Saved data entries:
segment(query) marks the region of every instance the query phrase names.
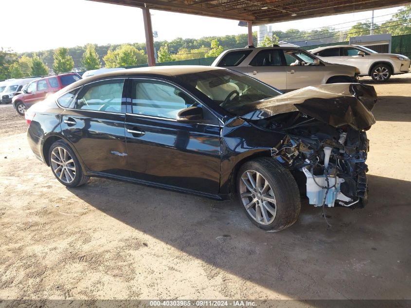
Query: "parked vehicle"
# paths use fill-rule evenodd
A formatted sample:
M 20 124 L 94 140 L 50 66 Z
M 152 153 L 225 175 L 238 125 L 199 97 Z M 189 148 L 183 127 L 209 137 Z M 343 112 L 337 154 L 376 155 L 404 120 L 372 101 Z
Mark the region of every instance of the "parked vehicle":
M 380 54 L 358 45 L 329 46 L 309 51 L 323 61 L 355 66 L 360 76 L 370 76 L 375 81 L 386 81 L 392 75 L 407 73 L 410 67 L 410 59 L 405 55 Z
M 240 72 L 285 91 L 314 85 L 357 82 L 359 72 L 354 67 L 324 62 L 301 48 L 286 47 L 227 50 L 212 66 Z
M 23 115 L 28 108 L 48 95 L 81 79 L 77 73 L 69 72 L 47 76 L 32 81 L 21 94 L 13 97 L 13 106 L 17 113 Z
M 282 94 L 225 69 L 163 66 L 82 79 L 25 118 L 32 150 L 65 186 L 94 176 L 236 194 L 251 221 L 279 231 L 296 220 L 300 191 L 317 206 L 366 200 L 376 101 L 358 83 Z
M 90 70 L 90 71 L 87 71 L 85 72 L 81 77 L 85 78 L 86 77 L 89 77 L 90 76 L 94 76 L 97 74 L 102 74 L 104 72 L 115 72 L 116 71 L 121 71 L 122 70 L 125 70 L 124 67 L 117 67 L 115 68 L 102 68 L 98 69 L 98 70 Z
M 12 99 L 16 93 L 21 91 L 23 87 L 28 85 L 31 81 L 38 79 L 38 77 L 29 77 L 14 79 L 9 81 L 7 86 L 0 94 L 0 101 L 3 104 L 10 104 Z

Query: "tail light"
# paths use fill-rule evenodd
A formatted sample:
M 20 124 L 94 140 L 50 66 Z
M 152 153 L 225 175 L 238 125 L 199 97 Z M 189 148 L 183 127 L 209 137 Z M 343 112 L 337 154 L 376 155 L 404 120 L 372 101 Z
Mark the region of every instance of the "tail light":
M 33 119 L 34 119 L 35 115 L 35 113 L 31 112 L 28 110 L 26 111 L 24 113 L 24 118 L 26 119 L 26 123 L 27 123 L 27 125 L 30 126 L 30 123 L 32 123 L 32 121 L 33 121 Z

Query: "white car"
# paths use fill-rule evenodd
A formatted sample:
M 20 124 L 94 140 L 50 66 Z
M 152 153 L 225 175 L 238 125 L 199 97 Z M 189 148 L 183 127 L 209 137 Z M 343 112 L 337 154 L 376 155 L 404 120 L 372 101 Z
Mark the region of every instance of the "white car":
M 375 81 L 407 73 L 410 67 L 410 59 L 405 55 L 380 54 L 358 45 L 329 46 L 308 51 L 323 61 L 355 66 L 359 69 L 360 76 L 371 76 Z
M 230 49 L 212 66 L 236 71 L 285 92 L 325 83 L 357 82 L 353 66 L 321 61 L 301 48 L 281 46 Z

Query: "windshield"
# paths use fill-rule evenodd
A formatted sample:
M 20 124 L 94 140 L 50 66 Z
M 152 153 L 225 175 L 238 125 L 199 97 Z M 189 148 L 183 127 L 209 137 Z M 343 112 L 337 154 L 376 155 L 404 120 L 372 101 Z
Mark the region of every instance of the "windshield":
M 16 92 L 18 88 L 18 85 L 14 86 L 8 86 L 7 88 L 6 88 L 6 90 L 4 90 L 4 92 Z
M 359 47 L 359 48 L 361 48 L 361 49 L 363 49 L 364 50 L 368 51 L 369 53 L 371 53 L 372 54 L 378 54 L 377 52 L 374 51 L 372 49 L 367 48 L 367 47 L 364 47 L 364 46 L 357 46 L 357 47 Z
M 282 93 L 248 76 L 228 70 L 215 70 L 177 77 L 210 98 L 229 113 L 242 115 L 255 110 L 258 103 Z

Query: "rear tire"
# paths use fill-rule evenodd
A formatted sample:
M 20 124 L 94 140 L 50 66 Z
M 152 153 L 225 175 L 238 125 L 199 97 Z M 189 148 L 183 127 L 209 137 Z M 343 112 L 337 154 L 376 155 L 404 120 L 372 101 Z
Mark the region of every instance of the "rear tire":
M 84 175 L 74 151 L 63 140 L 58 140 L 52 145 L 49 150 L 49 162 L 56 179 L 68 187 L 84 185 L 89 179 L 89 177 Z
M 25 105 L 22 102 L 18 102 L 16 103 L 16 111 L 20 115 L 24 115 L 24 113 L 27 110 Z
M 390 79 L 392 73 L 389 65 L 377 64 L 371 70 L 371 78 L 376 82 L 384 82 Z
M 280 231 L 297 221 L 301 209 L 297 182 L 273 159 L 246 163 L 238 171 L 236 184 L 242 207 L 259 228 Z

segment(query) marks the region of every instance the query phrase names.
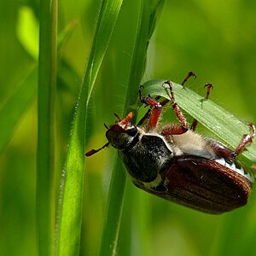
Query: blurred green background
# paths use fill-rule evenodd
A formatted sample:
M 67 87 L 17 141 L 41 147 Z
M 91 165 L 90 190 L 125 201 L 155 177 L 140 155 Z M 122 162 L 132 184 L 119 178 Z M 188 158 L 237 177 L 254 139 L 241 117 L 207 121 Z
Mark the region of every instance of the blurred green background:
M 21 90 L 11 104 L 16 112 L 9 115 L 4 108 L 37 64 L 38 3 L 0 2 L 0 108 L 2 116 L 7 117 L 0 122 L 14 124 L 1 125 L 1 255 L 36 255 L 37 251 L 36 79 L 29 91 Z M 98 0 L 59 3 L 60 32 L 70 24 L 75 26 L 59 54 L 56 196 L 98 10 Z M 113 113 L 121 113 L 138 11 L 139 1 L 125 1 L 93 92 L 86 149 L 105 143 L 102 124 L 112 124 Z M 181 82 L 193 70 L 197 79 L 187 86 L 204 95 L 203 85 L 213 84 L 212 101 L 241 119 L 256 123 L 255 43 L 254 1 L 166 1 L 149 44 L 143 80 Z M 81 255 L 98 252 L 113 154 L 109 148 L 86 160 Z M 211 216 L 148 195 L 128 180 L 118 254 L 255 255 L 255 201 L 253 189 L 247 207 Z M 143 219 L 137 218 L 141 207 L 146 207 Z M 140 234 L 143 224 L 148 225 L 147 234 Z

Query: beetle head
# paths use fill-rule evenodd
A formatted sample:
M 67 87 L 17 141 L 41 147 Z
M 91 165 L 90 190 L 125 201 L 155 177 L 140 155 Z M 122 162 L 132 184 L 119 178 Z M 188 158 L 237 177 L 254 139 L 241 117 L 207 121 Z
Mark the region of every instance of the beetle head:
M 137 128 L 130 122 L 131 118 L 131 112 L 124 119 L 118 117 L 116 123 L 107 131 L 106 137 L 113 148 L 120 150 L 130 148 L 138 135 Z

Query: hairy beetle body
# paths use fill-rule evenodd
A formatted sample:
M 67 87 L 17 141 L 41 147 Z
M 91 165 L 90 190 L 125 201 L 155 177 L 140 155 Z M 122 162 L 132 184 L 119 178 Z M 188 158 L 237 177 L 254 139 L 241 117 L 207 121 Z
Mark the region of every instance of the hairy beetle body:
M 189 73 L 188 77 L 194 75 Z M 183 83 L 184 83 L 183 81 Z M 180 125 L 158 128 L 162 107 L 159 97 L 143 97 L 150 108 L 139 121 L 131 123 L 132 113 L 118 117 L 108 128 L 108 143 L 92 149 L 90 156 L 111 144 L 118 149 L 133 183 L 151 194 L 201 212 L 218 214 L 247 204 L 253 176 L 236 160 L 236 156 L 253 142 L 256 128 L 249 124 L 251 135 L 243 135 L 235 150 L 195 132 L 197 120 L 189 123 L 175 102 L 171 82 L 171 102 Z M 207 84 L 208 98 L 212 84 Z

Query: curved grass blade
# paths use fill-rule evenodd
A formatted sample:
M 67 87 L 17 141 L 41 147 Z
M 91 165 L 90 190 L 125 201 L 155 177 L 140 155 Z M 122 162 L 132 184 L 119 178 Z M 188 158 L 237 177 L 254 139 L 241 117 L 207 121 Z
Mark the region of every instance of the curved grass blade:
M 55 224 L 55 98 L 57 0 L 40 1 L 38 58 L 37 228 L 40 255 L 52 255 Z
M 82 221 L 82 197 L 87 107 L 105 55 L 122 1 L 102 2 L 91 52 L 77 103 L 66 167 L 57 226 L 57 255 L 78 255 Z
M 123 116 L 125 116 L 129 111 L 134 110 L 134 106 L 136 106 L 138 87 L 145 71 L 148 43 L 165 1 L 157 1 L 157 3 L 161 3 L 161 4 L 154 5 L 152 4 L 152 2 L 154 1 L 143 0 L 141 2 L 141 13 L 132 53 Z M 121 167 L 122 165 L 119 160 L 116 159 L 109 188 L 107 215 L 102 236 L 100 255 L 114 255 L 117 250 L 120 215 L 125 192 L 124 188 L 126 181 L 126 177 L 124 174 L 125 172 L 121 172 Z M 143 231 L 141 233 L 143 233 Z
M 165 80 L 146 82 L 143 84 L 144 93 L 170 99 L 168 86 L 163 85 L 164 82 Z M 249 126 L 232 113 L 186 87 L 173 82 L 172 84 L 177 104 L 231 148 L 236 148 L 243 134 L 250 134 Z M 248 166 L 255 163 L 256 143 L 247 146 L 239 158 Z

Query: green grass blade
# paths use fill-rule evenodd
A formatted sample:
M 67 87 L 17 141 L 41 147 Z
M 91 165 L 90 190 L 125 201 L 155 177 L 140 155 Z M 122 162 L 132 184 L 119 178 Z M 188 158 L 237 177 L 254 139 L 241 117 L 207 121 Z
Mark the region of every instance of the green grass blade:
M 121 4 L 122 1 L 106 0 L 102 3 L 63 172 L 57 255 L 78 255 L 79 253 L 87 107 Z
M 165 80 L 152 80 L 143 84 L 145 95 L 161 96 L 170 99 L 167 84 L 162 85 Z M 205 127 L 212 131 L 231 148 L 236 148 L 243 134 L 250 134 L 247 124 L 239 120 L 211 100 L 205 100 L 195 91 L 172 83 L 175 99 L 177 104 L 189 115 L 196 119 Z M 247 147 L 240 156 L 241 161 L 247 165 L 256 162 L 255 142 Z
M 156 5 L 156 7 L 158 7 L 158 5 Z M 152 26 L 150 22 L 152 20 L 153 13 L 156 14 L 158 12 L 154 8 L 152 9 L 152 3 L 150 1 L 142 1 L 141 14 L 138 20 L 128 88 L 125 96 L 125 103 L 123 108 L 124 116 L 125 116 L 129 111 L 134 110 L 136 108 L 138 85 L 140 84 L 145 70 L 147 49 L 154 31 L 153 27 L 154 28 L 156 24 L 154 19 L 153 19 L 154 20 L 154 26 Z M 102 236 L 100 255 L 102 256 L 114 255 L 117 251 L 117 241 L 126 181 L 126 177 L 123 174 L 125 172 L 122 172 L 121 168 L 122 165 L 119 160 L 116 159 L 109 188 L 105 224 Z
M 40 2 L 37 227 L 39 255 L 54 245 L 55 96 L 56 87 L 57 2 Z

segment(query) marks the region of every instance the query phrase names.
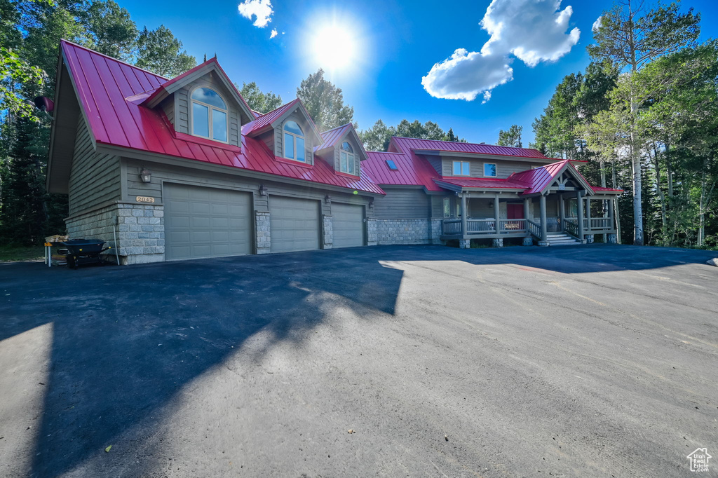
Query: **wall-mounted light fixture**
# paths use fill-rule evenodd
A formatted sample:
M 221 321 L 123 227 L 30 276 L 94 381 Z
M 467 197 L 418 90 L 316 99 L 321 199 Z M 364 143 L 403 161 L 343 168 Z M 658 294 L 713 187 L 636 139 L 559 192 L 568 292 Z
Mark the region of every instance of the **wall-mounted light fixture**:
M 139 172 L 139 179 L 142 182 L 149 184 L 152 181 L 152 173 L 149 172 L 149 169 L 142 167 L 142 170 Z

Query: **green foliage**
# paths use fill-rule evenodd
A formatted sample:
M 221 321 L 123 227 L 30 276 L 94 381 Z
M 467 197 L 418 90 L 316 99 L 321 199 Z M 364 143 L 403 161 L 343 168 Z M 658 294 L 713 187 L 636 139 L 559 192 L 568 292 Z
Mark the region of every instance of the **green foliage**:
M 174 78 L 197 66 L 197 60 L 182 50 L 182 42 L 169 28 L 160 25 L 154 30 L 145 27 L 139 34 L 135 64 L 157 75 Z
M 302 100 L 320 131 L 351 123 L 354 117 L 354 108 L 344 104 L 342 89 L 325 80 L 321 68 L 302 80 L 297 88 L 297 97 Z
M 262 93 L 262 90 L 253 81 L 249 83 L 242 83 L 241 88 L 237 85 L 235 86 L 237 86 L 242 98 L 247 102 L 249 107 L 255 111 L 261 113 L 269 113 L 282 105 L 281 96 L 275 95 L 271 91 Z
M 123 61 L 131 59 L 137 45 L 137 26 L 126 9 L 113 0 L 95 0 L 80 19 L 89 34 L 85 42 L 88 47 Z
M 396 126 L 387 126 L 383 121 L 378 120 L 373 126 L 360 131 L 358 133 L 367 151 L 386 151 L 389 147 L 391 136 L 466 142 L 464 139 L 460 139 L 454 133 L 454 130 L 450 128 L 447 133 L 433 121 L 426 121 L 421 124 L 419 120 L 409 123 L 409 121 L 404 119 Z
M 521 131 L 523 131 L 523 126 L 519 126 L 518 124 L 512 124 L 511 127 L 506 131 L 500 129 L 498 131 L 498 141 L 496 141 L 496 144 L 523 148 L 523 146 L 521 144 Z

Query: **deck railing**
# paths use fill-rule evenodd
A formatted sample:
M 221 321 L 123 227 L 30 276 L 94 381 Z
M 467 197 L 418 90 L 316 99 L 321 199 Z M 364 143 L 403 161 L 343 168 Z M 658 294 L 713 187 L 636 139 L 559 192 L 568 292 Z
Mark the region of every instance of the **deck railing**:
M 493 219 L 467 219 L 466 233 L 470 235 L 482 234 L 511 234 L 514 233 L 526 232 L 528 222 L 526 219 L 500 219 L 498 231 L 496 230 L 496 221 Z M 444 235 L 460 235 L 460 219 L 444 219 L 442 222 L 442 233 Z
M 526 221 L 528 226 L 528 232 L 541 239 L 541 226 L 533 221 L 528 220 L 528 219 L 526 219 Z
M 579 225 L 569 220 L 564 220 L 564 230 L 574 237 L 579 237 Z
M 501 219 L 498 223 L 502 233 L 521 233 L 526 230 L 526 219 Z

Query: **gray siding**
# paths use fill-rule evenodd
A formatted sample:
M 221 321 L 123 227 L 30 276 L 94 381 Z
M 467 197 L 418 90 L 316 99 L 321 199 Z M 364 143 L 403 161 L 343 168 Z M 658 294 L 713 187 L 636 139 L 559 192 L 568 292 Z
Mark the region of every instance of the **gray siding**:
M 225 174 L 219 172 L 202 171 L 190 168 L 180 167 L 169 164 L 153 164 L 148 165 L 143 161 L 134 159 L 123 159 L 127 164 L 127 195 L 123 198 L 132 201 L 136 196 L 149 196 L 155 198 L 157 204 L 162 204 L 163 182 L 190 184 L 197 186 L 208 186 L 220 188 L 229 188 L 237 191 L 246 191 L 253 195 L 253 208 L 254 210 L 267 212 L 269 210 L 267 198 L 272 195 L 302 197 L 321 201 L 322 213 L 330 215 L 332 213 L 331 203 L 327 203 L 325 196 L 330 195 L 332 201 L 367 205 L 369 199 L 366 197 L 354 195 L 350 193 L 342 193 L 336 191 L 327 191 L 322 189 L 321 184 L 316 187 L 309 186 L 298 186 L 281 182 L 274 182 Z M 144 184 L 139 179 L 139 170 L 141 167 L 146 166 L 152 172 L 152 180 L 149 184 Z M 281 181 L 278 178 L 278 181 Z M 264 184 L 267 188 L 269 195 L 259 195 L 259 185 Z M 367 216 L 373 216 L 373 210 L 366 208 Z
M 80 116 L 70 172 L 70 215 L 121 197 L 120 161 L 116 156 L 98 154 Z
M 241 146 L 239 108 L 234 104 L 232 95 L 217 78 L 215 72 L 210 72 L 208 75 L 187 84 L 174 93 L 174 118 L 176 120 L 174 123 L 174 129 L 179 133 L 191 134 L 190 129 L 190 95 L 191 91 L 200 86 L 210 88 L 222 96 L 228 108 L 228 140 L 230 144 Z
M 453 176 L 453 162 L 468 161 L 470 164 L 472 177 L 484 177 L 484 163 L 496 165 L 496 177 L 505 178 L 512 173 L 531 169 L 533 163 L 517 161 L 501 161 L 500 159 L 471 159 L 469 158 L 444 158 L 442 160 L 442 175 Z
M 430 197 L 421 189 L 383 187 L 386 196 L 374 200 L 377 219 L 426 219 L 432 213 Z

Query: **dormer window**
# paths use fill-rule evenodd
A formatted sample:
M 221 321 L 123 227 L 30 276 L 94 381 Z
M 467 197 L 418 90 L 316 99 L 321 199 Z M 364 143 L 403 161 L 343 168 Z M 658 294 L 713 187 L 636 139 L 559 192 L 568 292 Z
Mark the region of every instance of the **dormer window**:
M 227 105 L 214 90 L 200 88 L 192 92 L 192 133 L 227 142 Z
M 299 125 L 294 121 L 284 123 L 284 157 L 305 161 L 304 133 Z
M 342 149 L 339 153 L 339 170 L 349 174 L 354 174 L 354 149 L 352 145 L 346 141 L 342 143 Z

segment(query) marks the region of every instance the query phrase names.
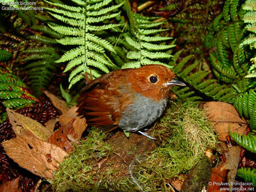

PROBLEM TO SOLVE: Output the lines of the records from the line with "Query: beetle head" to the line with "M 137 128 L", both included, as a JSON list of strings with one string per line. Leave out any blank lines.

ANSWER TO THIS EXERCISE:
[
  "Query: beetle head",
  "# paths use fill-rule evenodd",
  "A formatted sample:",
  "M 67 87 L 17 141 L 41 147 Z",
  "M 91 165 L 90 190 L 125 201 L 155 177 L 140 155 Z M 122 162 L 132 184 L 119 178 Z M 188 158 L 237 177 L 254 139 L 241 117 L 207 121 Z",
  "Mark the region of every instance of the beetle head:",
  "M 137 128 L 130 122 L 131 118 L 131 112 L 124 119 L 118 117 L 116 123 L 107 131 L 106 137 L 113 148 L 120 150 L 130 148 L 138 135 Z"
]